TRAVAIL À FAIRE:
1. Indiquez si chacun des énoncés suivants est conforme au document. Répondez par oui ou par non en citant textuellement les mots décisifs. (a) Le projet a permis de mobiliser les compétences critiques et évaluatives. (b) Le jeu de quête s’adressait aux futurs élèves de l’école. (c) Une meilleure connaissance des ressources des milieux a favorisé la réussite de la cocréation.
2. Dans le document, substituez « concertation » à « négociation » dans le passage qui s’ouvre sur les mots contenant « À la lumière » et se clôt sur « tactile et kinesthésique. », puis recopiez ce passage ainsi modifié.

À la lumière des informations partagées précédemment, on constate que le plein engagement dans la cocréation, de l’idéation à la diffusion du projet, a entrainé les enseignants et les élèves dans une gestion constante de la négociation. Si cela a gêné l’aboutissement de la production, cette exploration a tout de même généré, tant pour les apprenants que les enseignants, des pistes très riches qui ont permis d’entrevoir de multiples façons de mobiliser des ressources multimodales. On peut penser à la réalité virtuelle qui sollicite à la fois les modes visuel, spatial et cinétique, à la conception et à la réalisation de sous-quêtes qui s’arriment à l’identification d’indices textuels, visuels, graphiques et sonores, et à la réalité augmentée qui incite à la mobilisation du corps dans l’espace, faisant ainsi appel aux modes spatial, tactile et kinesthésique.
Ce jeu de quête destiné aux futurs élèves de l’école, pour leur permettre de découvrir leur nouveau milieu, faisait surtout appel à la compétence cognitive, mais aussi affective. Les élèves devaient produire un message multimodal en structurant à l’écrit une quête et l’incorporer à des indices visuels et sonores intégrés dans l’espace virtuel, soit la photosphère, dans le but de susciter à la fois l’engagement, le traitement critique de l’information, le plaisir ludique et l’expérience esthétique des participants. Des compétences pragmatiques ont également été mobilisées : les élèves devaient anticiper le contexte de réception, c’est-à-dire comment les visiteurs allaient saisir les liens entre les espaces réels (les lieux visités dans l’école) et les lieux virtuels construits à partir d’éléments à la fois réels et fictifs. L’élaboration du projet a aussi sollicité les compétences modales (écriture de quêtes, création d’espaces par la photographie) et les compétences multimodales (l’agencement des quêtes aux espaces visuels virtuels tout cela attaché par un code QR). Somme toute, plusieurs compétences en LMM ont été mobilisées par ce projet en contexte numérique, mais les compétences critiques et évaluatives n’ont pu l’être faute de temps.
4. Analyse selon les dimensions de la recherche design en éducation
Dimension pragmatique
Dans notre recherche design, nous avons réalisé des itérations de Portraits des milieux et des participants en misant sur la dimension pragmatique de la RDE. Voici quelques exemples d’ajustement des Portraits : avant de débuter la démarche de cocréation, il est important de brosser le portrait des équipes (chercheurs universitaires et praticiens, assistants, jeunes), des établissements scolaires et culturels ainsi que des ressources numériques et matérielles disponibles. Des banques de données statistiques et ethnographiques doivent être consultées en vue de réaliser un portrait juste et actuel des jeunes et des institutions sélectionnées. Une meilleure connaissance des ressources des milieux s’est avérée un facteur de réussite de la cocréation dans les projets présentés ci-haut. À l’inverse, le manque de connaissances des ressources matérielles et humaines des institutions scolaires et culturelles pour des projets pédagogiques numériques – les milieux colligent très peu de données sur ces ressources et leurs usages – peut nuire au processus, au projet et à la production.

MATÉRIEL PRÉSENTÉ:
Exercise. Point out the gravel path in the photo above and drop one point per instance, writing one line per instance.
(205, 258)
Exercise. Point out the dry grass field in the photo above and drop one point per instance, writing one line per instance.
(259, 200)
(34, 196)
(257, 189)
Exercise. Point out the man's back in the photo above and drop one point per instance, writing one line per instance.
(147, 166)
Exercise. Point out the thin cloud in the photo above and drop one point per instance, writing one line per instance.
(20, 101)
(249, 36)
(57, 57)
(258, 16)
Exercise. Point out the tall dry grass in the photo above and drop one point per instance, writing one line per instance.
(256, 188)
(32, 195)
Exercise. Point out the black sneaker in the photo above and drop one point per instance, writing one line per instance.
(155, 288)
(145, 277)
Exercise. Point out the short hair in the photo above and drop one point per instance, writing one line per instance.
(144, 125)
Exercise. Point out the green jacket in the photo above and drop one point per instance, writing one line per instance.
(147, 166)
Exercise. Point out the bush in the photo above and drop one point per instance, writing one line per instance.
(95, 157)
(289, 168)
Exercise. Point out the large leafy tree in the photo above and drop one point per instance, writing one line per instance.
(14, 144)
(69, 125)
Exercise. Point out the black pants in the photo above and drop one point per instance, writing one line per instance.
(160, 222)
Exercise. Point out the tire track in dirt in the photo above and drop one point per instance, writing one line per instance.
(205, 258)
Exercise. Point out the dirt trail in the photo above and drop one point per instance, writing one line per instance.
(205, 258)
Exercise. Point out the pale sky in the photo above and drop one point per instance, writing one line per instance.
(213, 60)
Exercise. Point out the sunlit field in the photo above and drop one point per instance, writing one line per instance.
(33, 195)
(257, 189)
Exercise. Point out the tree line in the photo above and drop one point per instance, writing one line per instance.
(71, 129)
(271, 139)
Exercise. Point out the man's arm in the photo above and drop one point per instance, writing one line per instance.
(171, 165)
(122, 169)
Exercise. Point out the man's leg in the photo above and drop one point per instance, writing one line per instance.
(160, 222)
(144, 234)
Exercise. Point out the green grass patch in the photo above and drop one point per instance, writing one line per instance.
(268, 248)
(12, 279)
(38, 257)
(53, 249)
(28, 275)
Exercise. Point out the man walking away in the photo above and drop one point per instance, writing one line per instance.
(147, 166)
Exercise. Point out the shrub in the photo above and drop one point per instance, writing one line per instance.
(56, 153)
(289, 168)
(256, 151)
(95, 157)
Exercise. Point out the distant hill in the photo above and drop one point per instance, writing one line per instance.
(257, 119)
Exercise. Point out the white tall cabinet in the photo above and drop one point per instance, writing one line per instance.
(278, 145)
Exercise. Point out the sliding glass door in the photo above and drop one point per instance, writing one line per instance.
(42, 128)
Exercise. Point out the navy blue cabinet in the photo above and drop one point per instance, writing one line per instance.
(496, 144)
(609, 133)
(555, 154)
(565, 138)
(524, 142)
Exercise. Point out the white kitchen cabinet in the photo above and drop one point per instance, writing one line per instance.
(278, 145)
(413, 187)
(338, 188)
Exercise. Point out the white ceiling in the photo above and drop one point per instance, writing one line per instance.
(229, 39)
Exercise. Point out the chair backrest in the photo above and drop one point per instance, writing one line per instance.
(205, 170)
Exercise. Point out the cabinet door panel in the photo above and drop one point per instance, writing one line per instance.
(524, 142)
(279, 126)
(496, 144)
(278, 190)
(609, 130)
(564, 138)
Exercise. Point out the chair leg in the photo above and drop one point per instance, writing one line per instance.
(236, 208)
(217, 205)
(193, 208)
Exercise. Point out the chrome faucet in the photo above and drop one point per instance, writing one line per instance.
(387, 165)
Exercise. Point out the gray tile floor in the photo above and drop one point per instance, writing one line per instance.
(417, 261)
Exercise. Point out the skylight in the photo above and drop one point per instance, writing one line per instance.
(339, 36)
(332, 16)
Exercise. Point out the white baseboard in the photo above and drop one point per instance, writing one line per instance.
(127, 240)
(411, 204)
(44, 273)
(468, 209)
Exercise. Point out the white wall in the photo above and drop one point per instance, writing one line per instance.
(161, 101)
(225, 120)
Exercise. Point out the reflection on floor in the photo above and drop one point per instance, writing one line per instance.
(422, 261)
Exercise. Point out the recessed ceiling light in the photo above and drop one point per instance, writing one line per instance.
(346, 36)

CORRIGÉ:
1.
(a) Non : « les compétences critiques et évaluatives n’ont pu l’être faute de temps ».
(b) Oui : « Ce jeu de quête destiné aux futurs élèves de l’école ».
(c) Oui : « Une meilleure connaissance des ressources des milieux s’est avérée un facteur de réussite de la cocréation ».

2.
À la lumière des informations partagées précédemment, on constate que le plein engagement dans la cocréation, de l’idéation à la diffusion du projet, a entrainé les enseignants et les élèves dans une gestion constante de la concertation. Si cela a gêné l’aboutissement de la production, cette exploration a tout de même généré, tant pour les apprenants que les enseignants, des pistes très riches qui ont permis d’entrevoir de multiples façons de mobiliser des ressources multimodales. On peut penser à la réalité virtuelle qui sollicite à la fois les modes visuel, spatial et cinétique, à la conception et à la réalisation de sous-quêtes qui s’arriment à l’identification d’indices textuels, visuels, graphiques et sonores, et à la réalité augmentée qui incite à la mobilisation du corps dans l’espace, faisant ainsi appel aux modes spatial, tactile et kinesthésique.